▶ [The exercise]:
Your task is to reproduce exactly the lines from the line with "One keypoint belongs to every instance. Tag the black stripe" through the end of the records below.

▶ [Raw records]:
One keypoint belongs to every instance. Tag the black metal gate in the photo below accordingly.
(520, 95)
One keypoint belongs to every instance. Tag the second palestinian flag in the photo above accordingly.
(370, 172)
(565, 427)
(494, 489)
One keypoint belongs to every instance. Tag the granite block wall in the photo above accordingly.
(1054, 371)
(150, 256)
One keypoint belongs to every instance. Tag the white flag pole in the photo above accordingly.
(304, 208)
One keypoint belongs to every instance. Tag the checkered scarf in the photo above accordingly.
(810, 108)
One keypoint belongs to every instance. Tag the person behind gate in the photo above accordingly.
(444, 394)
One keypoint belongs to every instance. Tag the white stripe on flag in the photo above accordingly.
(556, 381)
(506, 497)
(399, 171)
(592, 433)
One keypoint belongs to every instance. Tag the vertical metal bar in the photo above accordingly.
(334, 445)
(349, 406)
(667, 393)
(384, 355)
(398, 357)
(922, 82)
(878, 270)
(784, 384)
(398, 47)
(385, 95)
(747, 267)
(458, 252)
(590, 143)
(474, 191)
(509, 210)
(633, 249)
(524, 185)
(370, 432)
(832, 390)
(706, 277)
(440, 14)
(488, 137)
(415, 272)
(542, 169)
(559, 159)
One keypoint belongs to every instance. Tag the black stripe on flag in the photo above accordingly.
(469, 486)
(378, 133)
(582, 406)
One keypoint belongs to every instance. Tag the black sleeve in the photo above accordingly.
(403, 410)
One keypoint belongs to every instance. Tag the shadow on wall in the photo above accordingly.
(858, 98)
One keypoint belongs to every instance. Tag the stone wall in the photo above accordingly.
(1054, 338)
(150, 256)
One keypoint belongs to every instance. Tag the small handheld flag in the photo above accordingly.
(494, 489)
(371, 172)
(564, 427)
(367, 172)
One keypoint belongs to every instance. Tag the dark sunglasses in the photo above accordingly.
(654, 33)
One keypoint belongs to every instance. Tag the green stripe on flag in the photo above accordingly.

▶ [Finished task]:
One keypoint belongs to every instance. Tag the black stripe on flag in the photo above accordingly.
(469, 486)
(378, 133)
(582, 406)
One keypoint belongs to every instance. Tag the black sleeve in the photo above accordingly.
(403, 410)
One keypoint belongs to every instance. Tag the shadow on wall in the photo above accordingly.
(858, 98)
One keypoint belongs to every instance. Tag the stone wall in the photo above accordingly.
(1054, 338)
(150, 256)
One keypoint belongs to every instance. Tag the small handheld flag in the photo above accordingly.
(494, 489)
(371, 172)
(564, 427)
(367, 172)
One keypoint belongs to every instance. Tag the dark sunglasses in the photo above accordingly.
(654, 33)
One keypoint belongs to every instance. Tag the green stripe on flag in the photo above accordingly.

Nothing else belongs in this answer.